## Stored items
========================================================================
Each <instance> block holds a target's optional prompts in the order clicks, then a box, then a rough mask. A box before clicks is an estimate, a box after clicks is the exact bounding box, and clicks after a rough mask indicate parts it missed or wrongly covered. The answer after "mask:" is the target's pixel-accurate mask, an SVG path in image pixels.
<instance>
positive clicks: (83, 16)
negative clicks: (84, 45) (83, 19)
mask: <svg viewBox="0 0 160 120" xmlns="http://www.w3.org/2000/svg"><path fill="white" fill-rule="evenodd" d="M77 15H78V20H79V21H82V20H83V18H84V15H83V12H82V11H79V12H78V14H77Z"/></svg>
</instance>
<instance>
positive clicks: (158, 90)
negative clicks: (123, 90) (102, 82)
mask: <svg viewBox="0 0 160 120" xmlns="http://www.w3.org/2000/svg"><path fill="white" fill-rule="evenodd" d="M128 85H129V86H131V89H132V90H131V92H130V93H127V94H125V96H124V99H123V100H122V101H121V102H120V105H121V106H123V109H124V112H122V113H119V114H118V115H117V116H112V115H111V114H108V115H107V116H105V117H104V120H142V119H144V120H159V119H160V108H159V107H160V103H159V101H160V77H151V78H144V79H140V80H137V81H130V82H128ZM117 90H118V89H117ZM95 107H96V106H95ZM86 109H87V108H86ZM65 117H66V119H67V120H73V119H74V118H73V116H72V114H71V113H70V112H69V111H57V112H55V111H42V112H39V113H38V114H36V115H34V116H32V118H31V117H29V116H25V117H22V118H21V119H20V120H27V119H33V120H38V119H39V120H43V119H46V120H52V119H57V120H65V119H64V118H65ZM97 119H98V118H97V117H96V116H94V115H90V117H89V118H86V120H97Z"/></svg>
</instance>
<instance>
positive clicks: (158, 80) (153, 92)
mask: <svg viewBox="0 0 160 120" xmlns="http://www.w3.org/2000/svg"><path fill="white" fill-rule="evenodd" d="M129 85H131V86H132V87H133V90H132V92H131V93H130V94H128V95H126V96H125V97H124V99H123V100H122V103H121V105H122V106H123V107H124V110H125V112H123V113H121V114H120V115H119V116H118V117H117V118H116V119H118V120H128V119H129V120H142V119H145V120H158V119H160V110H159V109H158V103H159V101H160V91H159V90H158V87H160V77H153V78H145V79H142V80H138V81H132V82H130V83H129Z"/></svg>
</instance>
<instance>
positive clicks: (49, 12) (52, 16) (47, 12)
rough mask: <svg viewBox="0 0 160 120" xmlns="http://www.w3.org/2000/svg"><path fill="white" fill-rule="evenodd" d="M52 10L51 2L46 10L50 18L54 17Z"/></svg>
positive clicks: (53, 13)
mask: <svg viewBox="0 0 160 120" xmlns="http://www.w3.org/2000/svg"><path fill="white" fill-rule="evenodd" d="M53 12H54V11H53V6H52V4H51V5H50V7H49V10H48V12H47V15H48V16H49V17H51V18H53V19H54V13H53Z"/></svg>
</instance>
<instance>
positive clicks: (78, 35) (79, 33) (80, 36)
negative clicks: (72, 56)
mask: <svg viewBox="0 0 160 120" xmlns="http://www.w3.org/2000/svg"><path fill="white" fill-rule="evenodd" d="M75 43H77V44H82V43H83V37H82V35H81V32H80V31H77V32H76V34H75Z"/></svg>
========================================================================
## PROBLEM REQUIREMENTS
Exact reproduction is required. Give the lines of the data from its first line through the line containing "positive clicks: (83, 16)", and no others.

## WORKED SOLUTION
Each <instance> block holds a target's optional prompts in the order clicks, then a box, then a rough mask. A box before clicks is an estimate, a box after clicks is the exact bounding box, and clicks after a rough mask indicate parts it missed or wrongly covered. The answer after "mask:" is the target's pixel-accurate mask, an SVG path in image pixels.
<instance>
positive clicks: (83, 16)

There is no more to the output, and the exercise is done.